* _Information shown_:
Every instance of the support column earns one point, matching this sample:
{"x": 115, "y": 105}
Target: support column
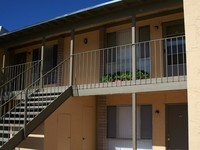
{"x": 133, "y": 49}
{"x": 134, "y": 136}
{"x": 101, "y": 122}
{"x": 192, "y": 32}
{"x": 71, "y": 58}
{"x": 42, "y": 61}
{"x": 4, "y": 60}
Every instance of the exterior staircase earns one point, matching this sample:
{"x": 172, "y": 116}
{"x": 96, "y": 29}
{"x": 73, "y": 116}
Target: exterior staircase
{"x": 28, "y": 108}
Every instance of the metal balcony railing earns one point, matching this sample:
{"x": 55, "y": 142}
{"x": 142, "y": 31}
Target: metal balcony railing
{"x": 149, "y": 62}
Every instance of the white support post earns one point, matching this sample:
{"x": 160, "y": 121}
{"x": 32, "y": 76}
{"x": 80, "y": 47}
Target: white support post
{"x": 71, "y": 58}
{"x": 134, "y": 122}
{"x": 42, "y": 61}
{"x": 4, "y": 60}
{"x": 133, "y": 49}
* * *
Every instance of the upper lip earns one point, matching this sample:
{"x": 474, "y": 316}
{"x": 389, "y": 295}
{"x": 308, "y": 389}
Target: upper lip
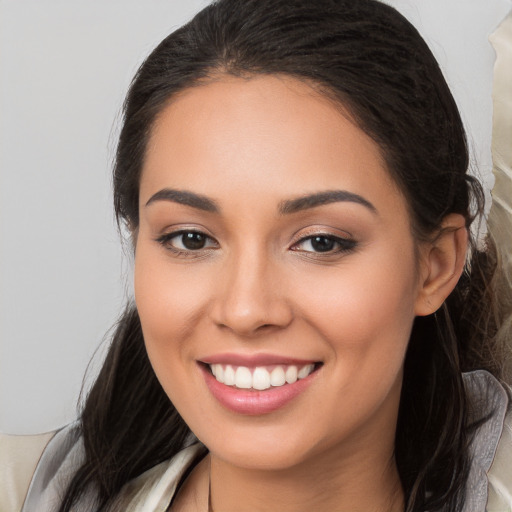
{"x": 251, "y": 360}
---
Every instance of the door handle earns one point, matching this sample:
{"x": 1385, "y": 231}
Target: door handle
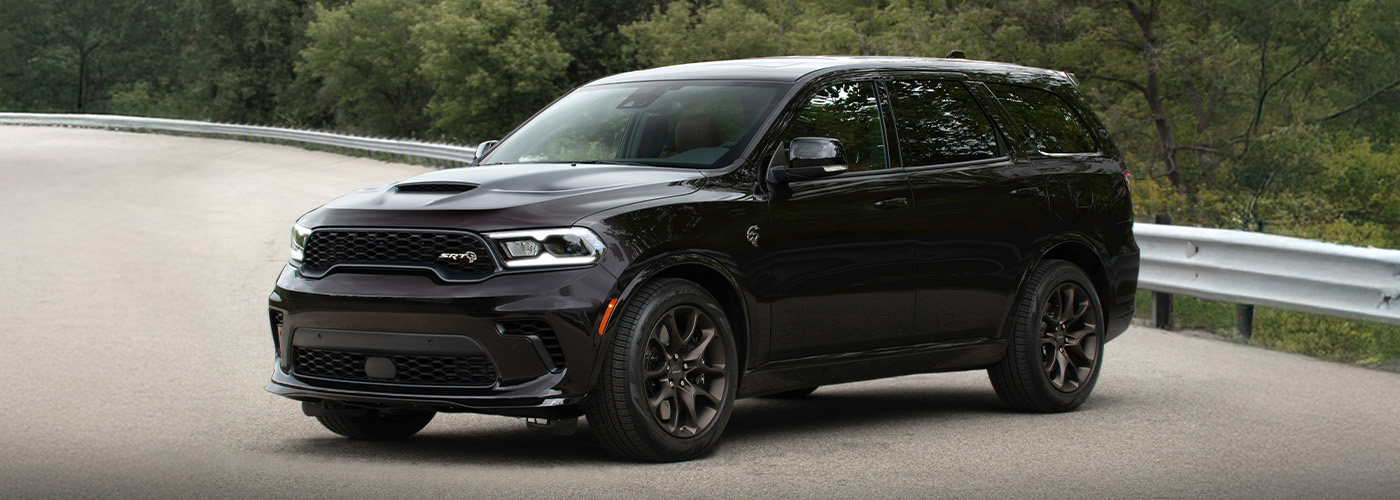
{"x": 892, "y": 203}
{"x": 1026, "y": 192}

* _Problem description_: Collect every line of the records above that contains the word "support".

* _Worked answer_:
Every instance of the support column earns one point, matching this sample:
Target: support column
Every instance of the white support post earns one point, matching this sample:
Target: white support post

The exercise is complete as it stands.